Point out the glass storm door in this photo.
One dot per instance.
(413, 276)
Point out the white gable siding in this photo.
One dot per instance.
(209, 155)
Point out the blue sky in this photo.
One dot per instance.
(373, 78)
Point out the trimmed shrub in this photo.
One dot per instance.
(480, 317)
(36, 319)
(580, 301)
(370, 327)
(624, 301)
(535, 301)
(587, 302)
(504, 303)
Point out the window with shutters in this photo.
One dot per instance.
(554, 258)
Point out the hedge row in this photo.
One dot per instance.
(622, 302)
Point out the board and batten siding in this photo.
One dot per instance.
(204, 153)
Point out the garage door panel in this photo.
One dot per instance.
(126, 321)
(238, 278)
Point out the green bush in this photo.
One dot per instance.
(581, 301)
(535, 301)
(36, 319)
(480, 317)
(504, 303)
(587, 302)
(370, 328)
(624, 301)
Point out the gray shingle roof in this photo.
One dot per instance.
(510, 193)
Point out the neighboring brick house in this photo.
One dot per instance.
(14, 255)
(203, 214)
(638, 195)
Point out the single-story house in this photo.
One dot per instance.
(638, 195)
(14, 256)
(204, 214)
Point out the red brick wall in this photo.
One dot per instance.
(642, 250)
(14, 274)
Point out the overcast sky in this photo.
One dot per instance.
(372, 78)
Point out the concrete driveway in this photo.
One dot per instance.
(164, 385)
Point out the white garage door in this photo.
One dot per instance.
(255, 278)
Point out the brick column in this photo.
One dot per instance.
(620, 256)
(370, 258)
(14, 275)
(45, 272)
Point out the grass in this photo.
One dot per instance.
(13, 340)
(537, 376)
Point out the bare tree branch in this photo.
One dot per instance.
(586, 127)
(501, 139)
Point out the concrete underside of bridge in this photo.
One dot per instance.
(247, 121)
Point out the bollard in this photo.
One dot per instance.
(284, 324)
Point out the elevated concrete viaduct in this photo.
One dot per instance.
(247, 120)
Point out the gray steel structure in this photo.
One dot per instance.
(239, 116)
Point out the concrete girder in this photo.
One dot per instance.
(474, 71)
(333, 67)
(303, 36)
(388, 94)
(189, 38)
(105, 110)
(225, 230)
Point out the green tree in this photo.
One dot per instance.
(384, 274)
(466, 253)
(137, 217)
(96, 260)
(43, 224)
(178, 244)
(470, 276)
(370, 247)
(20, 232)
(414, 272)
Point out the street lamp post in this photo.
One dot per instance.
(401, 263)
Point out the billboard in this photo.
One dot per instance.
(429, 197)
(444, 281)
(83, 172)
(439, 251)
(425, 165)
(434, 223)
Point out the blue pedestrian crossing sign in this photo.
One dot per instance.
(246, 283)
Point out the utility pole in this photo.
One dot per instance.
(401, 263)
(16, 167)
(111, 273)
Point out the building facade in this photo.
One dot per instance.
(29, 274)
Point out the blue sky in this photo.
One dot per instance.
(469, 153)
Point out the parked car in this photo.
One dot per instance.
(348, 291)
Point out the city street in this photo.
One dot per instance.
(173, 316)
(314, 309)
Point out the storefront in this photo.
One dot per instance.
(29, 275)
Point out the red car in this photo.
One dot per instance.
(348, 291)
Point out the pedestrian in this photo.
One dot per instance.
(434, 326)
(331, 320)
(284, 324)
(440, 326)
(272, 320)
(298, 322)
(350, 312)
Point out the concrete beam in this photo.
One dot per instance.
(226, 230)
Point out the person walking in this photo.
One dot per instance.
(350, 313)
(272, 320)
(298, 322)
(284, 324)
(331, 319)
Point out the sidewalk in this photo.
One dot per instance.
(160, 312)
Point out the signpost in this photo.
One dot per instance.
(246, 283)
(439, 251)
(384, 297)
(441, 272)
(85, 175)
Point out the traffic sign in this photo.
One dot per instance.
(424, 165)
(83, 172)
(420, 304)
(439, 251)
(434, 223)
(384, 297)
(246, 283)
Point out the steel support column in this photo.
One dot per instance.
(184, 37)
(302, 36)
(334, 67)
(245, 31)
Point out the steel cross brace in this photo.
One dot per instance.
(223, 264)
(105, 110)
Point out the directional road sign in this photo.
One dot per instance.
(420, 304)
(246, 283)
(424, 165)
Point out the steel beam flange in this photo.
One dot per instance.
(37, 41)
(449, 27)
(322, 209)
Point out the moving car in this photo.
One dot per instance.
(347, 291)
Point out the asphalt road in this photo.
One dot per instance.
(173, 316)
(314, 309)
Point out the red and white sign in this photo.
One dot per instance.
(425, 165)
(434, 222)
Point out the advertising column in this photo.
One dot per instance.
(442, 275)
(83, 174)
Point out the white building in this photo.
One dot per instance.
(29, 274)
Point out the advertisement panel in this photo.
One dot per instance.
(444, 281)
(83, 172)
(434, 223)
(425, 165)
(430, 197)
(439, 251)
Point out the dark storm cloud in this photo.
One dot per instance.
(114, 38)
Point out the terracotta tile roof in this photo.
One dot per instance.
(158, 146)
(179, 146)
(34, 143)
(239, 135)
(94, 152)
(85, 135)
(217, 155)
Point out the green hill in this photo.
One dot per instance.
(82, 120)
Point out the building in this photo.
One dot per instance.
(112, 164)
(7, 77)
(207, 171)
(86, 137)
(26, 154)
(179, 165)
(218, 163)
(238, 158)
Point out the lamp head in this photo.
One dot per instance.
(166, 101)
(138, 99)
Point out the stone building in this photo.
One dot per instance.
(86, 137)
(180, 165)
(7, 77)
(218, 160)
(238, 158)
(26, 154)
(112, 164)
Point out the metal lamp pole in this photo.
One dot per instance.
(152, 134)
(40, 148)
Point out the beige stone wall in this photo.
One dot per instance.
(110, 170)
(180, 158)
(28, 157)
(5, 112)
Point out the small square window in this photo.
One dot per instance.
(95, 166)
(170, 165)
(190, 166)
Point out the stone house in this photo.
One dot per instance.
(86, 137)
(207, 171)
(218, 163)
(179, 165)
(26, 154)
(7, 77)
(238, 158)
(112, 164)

※

* [Requirements] Please reproduce word for word the stretch of entries from the line containing "Point out the stone house in this photo." through the last line of the entries.

* [Solution to this task]
Point out the stone house in this photo.
One dot per instance.
(86, 137)
(207, 171)
(218, 163)
(179, 165)
(26, 154)
(7, 77)
(238, 158)
(112, 164)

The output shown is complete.